*** VORGEGEBENER ABSCHNITT
Denn Schenkel verschiebt mehrere Erzählebenen in diesem Buch, ständig springen Perspektive und Geschichte hin und her. Nie gibt es eine Sache, der sich der Leser hier sicher sein kann. Jede Schlussfolgerung zerfällt nach ein paar Absätzen wieder. Einen linearen Plot muss der Leser sich selbst basteln. Voraussetzung: Er schafft das überhaupt.

Denn es geht hier mehr um Atmosphäre, um grausame Bilder und ungute Gefühle: Nächte unter kalten Sternen,  Sommertage mit zwei blassen Sonnen und die Stunden, in denen der Club endgültig schließt und die Geister der Dämmerung aufziehen. Ein altes Theatermanuskript verbreitet schlussendlich seinen Wahnsinn in dieser Erzählung, ständig schaut eine Gestalt im gelben Umhang vorbei, überall kündigt sich die Apokalypse an. Zumindest soll der Leser das glauben. Vielleicht sind auch viel hässlichere Mächte am Werk. Oder alles ist nur ein Zufall, der sich im Kopf irgendeines Charakters abspielt.

 Jedes Mal, wenn sich ein bisschen Hoffnung auftut, hallen die Worte nach: "An diesem Strand die Wolkenwellen brechen, zwei Sonnen in dem See versinken, die Schatten drohen, in Carcosa." Ambrose Bierce und Algernon Blackwood lassen grüßen. Eine kurzweilige, eine labyrinthische, eine packende Erzählung.

Zwielicht Bd. 8 - Das deutsche Horrormagazin

Nimmermehr III: Von gelben Träumen im Zwielicht

© Saphir im Stahl/PR

Horrorliteratur gehört fest zum Kanon der Kultur des nordamerikanischen Kontinents. Nirgends boomte das Grauen mehr in Siebzigern und Achtzigern. Die Liste an Filmen und Romanen ist lang, die heute als Meisterwerke gelten – nicht nur im Genre selbst. Einen wichtigen Teil zu dieser Entwicklung trugen immer auch literarische Magazine bei, die Pulp, Science Fiction und Horror abdruckten. Heute gibt es mit dem Nightmare Magazine, Black Static und dem Uncanny Magazine weiterhin Periodika, die herausragende Texte des Grauens veröffentlichen. Und in Deutschland? Müssen Leser lange suchen. Und unweigerlich auf Zwielicht stoßen.

Seit vier Jahren gibt es hier Einblicke ins Genre mit Texten deutscher Autoren, Übersetzungen und Betrachtungen des Horrors. Die achte Ausgabe liefert ein interessantes Interview mit US-Autor Jeffrey Thomas und eine Übersetzung einer Kurzgeschichte von Algernon Blackwood. Wesentlich packender sind allerdings die verschiedenen Erzählungen deutscher Autoren.

Da wäre zum Beispiel "Der Sommer der Tiere" von Karla Schmidt, ein surrealer Albtraum aus Verlustangst und Familiendrama – auf gerade einmal zehn Seiten. Oder Daniel Husters "Schützenfest"“, in dem sich die Fratze des kleindeutschen Rassismus zeigt. Nicht oft kann ein Autor seinen Twist so perfekt wie hier bis zur Lektüre der letzten Zeilen verbergen.

Auch wenn nicht alle Geschichten die gleiche hohe Qualität haben, sind sie doch alle lesenswert. (Und auf ein, zwei Seiten hätte ein weiterer Blick eines Gegenlesers nicht geschadet.) Trotzdem: Eine Sammlung verschiedenster Stücke, in denen jeder irgendwo seine persönlichen Ängste finden wird. Und was kann ein Leser mehr von so einem Magazin erwarten?
******
_AUFGABE_
Geben Sie aus dem Text über Horrorliteratur alles von "Auch wenn nicht" bis hinunter zu "einem Magazin erwarten?" wortgetreu wieder.
*** DATENZEILEN
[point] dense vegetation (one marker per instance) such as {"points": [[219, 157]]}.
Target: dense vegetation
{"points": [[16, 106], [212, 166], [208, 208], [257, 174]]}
******
_ERGEBNIS_
Auch wenn nicht alle Geschichten die gleiche hohe Qualität haben, sind sie doch alle lesenswert. (Und auf ein, zwei Seiten hätte ein weiterer Blick eines Gegenlesers nicht geschadet.) Trotzdem: Eine Sammlung verschiedenster Stücke, in denen jeder irgendwo seine persönlichen Ängste finden wird. Und was kann ein Leser mehr von so einem Magazin erwarten?